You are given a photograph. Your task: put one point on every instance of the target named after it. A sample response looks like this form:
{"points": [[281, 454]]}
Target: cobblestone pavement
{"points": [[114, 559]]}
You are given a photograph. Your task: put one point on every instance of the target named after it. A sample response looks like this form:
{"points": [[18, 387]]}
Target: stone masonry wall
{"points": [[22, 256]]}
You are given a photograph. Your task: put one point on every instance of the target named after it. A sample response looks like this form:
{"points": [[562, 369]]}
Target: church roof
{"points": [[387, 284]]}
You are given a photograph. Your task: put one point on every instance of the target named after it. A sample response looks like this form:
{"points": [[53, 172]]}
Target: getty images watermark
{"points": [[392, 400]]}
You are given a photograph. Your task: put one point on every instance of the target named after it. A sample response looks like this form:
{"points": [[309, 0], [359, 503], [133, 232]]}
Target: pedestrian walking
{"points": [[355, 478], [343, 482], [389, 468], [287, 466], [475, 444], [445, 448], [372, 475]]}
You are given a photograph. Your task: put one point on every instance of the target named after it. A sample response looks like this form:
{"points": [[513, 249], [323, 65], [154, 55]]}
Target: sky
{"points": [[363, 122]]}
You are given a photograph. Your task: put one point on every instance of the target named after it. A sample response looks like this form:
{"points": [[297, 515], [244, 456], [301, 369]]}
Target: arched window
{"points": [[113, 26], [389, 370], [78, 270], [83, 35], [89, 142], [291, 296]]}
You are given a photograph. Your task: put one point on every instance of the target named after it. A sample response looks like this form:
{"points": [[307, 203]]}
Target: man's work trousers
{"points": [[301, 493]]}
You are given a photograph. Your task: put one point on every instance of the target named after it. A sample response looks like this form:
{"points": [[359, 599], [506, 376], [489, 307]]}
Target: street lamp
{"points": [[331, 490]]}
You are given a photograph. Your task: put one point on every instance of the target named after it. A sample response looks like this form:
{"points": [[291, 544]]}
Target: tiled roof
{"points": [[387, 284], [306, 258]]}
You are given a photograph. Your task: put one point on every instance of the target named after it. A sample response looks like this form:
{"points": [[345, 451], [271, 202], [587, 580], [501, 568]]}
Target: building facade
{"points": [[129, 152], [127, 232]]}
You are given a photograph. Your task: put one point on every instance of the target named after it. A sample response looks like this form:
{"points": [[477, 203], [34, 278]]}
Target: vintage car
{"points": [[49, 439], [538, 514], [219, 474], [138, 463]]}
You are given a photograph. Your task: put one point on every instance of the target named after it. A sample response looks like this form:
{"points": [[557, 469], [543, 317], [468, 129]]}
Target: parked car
◇ ◇ ◇ ◇ ◇
**TASK GOAL:**
Exactly as it stands, output the whole listing.

**OUTPUT:**
You are given a photograph. Your task: put one point on every instance of the target named after it. A sample response looks like this form:
{"points": [[281, 454]]}
Target: cobblestone pavement
{"points": [[114, 559]]}
You are given a photograph. Your task: put one point on every instance of the target named after it. A sample response looks like this form:
{"points": [[18, 387]]}
Target: stone masonry wall
{"points": [[22, 256]]}
You are given a photograph. Your task: put one point on every instance of the target named after it. A sample response looks like this form:
{"points": [[562, 369]]}
Target: church roof
{"points": [[387, 284]]}
You are given a photograph. Your task: put one point on every instance of the target named after it. A sample response looks like this form:
{"points": [[53, 172]]}
Target: getty images watermark
{"points": [[392, 400]]}
You are given a photograph. Your task: put one point on every instance of the target named after it. A sample response looks like this form:
{"points": [[309, 0], [359, 503], [133, 232]]}
Target: pedestrian walking
{"points": [[355, 478], [343, 482], [389, 468], [287, 466], [475, 444], [445, 448], [372, 475]]}
You are given a photograph. Your task: put one point on every instance of the target named after it. A sample response looks like this form:
{"points": [[513, 249], [323, 65], [154, 55]]}
Target: sky
{"points": [[363, 122]]}
You are given a photograph. Your task: put one point on every instance of the target named after it. A sample response looks like this form:
{"points": [[297, 515], [244, 456], [301, 369]]}
Target: arched window
{"points": [[113, 26], [389, 370], [78, 270], [83, 35], [89, 142], [291, 296]]}
You are given a photograph. Your task: put one point on every instance of the target named after it. A sample response looks like this form:
{"points": [[307, 203]]}
Target: man's work trousers
{"points": [[301, 493]]}
You are given a photograph. Your task: put one point on every instance of the target named after it. A sample response looks like this form:
{"points": [[359, 599], [506, 376], [489, 307]]}
Target: street lamp
{"points": [[331, 490]]}
You are given a photograph. Your task: put one point on every instance of the target named after it. A sample response looks like this form:
{"points": [[291, 544]]}
Target: tiled roof
{"points": [[387, 284], [306, 258]]}
You are given a photograph. Your task: put one point on every instance of the target named after it. A sample response looks like this form:
{"points": [[345, 451], [271, 202], [587, 580], [501, 568]]}
Target: building facade
{"points": [[129, 152], [127, 232]]}
You are given a photograph. Your task: put one point on every instance of the target named after it. A sample response looks like this form:
{"points": [[477, 203], [34, 278]]}
Target: vintage car
{"points": [[49, 439], [538, 514], [219, 474], [138, 463]]}
You are given a photograph. Your task: put one point on every instance of the target named after it. A sample response looks like this form:
{"points": [[557, 469], [543, 317], [468, 129]]}
Target: parked car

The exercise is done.